# Update on visa’s at Chapala.



## pappabee (Jun 22, 2010)

A few weeks ago my wife and I applied (via a facilitator) for our visa renewals. Last week I got an email to meet her at the Chapala Immigration office. Our appointment was for noon and we got there about 11.30. Walked in and there she was waiting for us. Our paperwork was complete and we signed, got fingerprinted and finished in less than 10 minutes complete. 

All we had to send to the facilitator was a copy of our passports, our old visas and proof of our address (copy of the phone bill from our landlord). NOTHING ELSE. We have a little while to wait until we get our cards but everything is already approved. This will be our 3rd renewal of our No Inmigrante visa and next year we’ll have to change. I asked her how immigration was handling the changes this year. She told me that of the 12 applications for germinate visa only 3 had requested financial information the others were being handled just like our renewal.

Don’t know what will happen next year but so far no problems and no real changes.


----------



## Isla Verde (Oct 19, 2011)

pappabee said:


> A few weeks ago my wife and I applied (via a facilitator) for our visa renewals. Last week I got an email to meet her at the Chapala Immigration office. Our appointment was for noon and we got there about 11.30. Walked in and there she was waiting for us. Our paperwork was complete and we signed, got fingerprinted and finished in less than 10 minutes complete.

• _EXERCISE 1_
Count the lines in the records below that contain the string "stone", treating case as significant. Reply with the number alone.

(Region labeling records)

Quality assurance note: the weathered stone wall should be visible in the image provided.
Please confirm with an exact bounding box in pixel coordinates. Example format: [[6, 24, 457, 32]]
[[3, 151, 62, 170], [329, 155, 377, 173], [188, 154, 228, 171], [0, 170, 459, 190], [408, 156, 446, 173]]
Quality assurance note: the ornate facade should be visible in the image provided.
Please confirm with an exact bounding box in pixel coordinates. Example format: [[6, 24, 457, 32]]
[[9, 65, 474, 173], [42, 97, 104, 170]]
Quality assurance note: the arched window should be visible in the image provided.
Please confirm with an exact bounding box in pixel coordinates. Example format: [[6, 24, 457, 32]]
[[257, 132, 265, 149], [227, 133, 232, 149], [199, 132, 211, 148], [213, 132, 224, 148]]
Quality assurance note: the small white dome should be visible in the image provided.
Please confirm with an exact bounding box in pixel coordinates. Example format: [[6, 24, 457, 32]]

• _EXERCISE 2_
Reproduce the passage of the visa renewal thread between "All we had to" and "(Oct 19, 2011)", inclusive, with every word kept intact.

• _FINAL ANSWER 1_
1

• _FINAL ANSWER 2_
All we had to send to the facilitator was a copy of our passports, our old visas and proof of our address (copy of the phone bill from our landlord). NOTHING ELSE. We have a little while to wait until we get our cards but everything is already approved. This will be our 3rd renewal of our No Inmigrante visa and next year we’ll have to change. I asked her how immigration was handling the changes this year. She told me that of the 12 applications for germinate visa only 3 had requested financial information the others were being handled just like our renewal.

Don’t know what will happen next year but so far no problems and no real changes.


----------



## Isla Verde (Oct 19, 2011)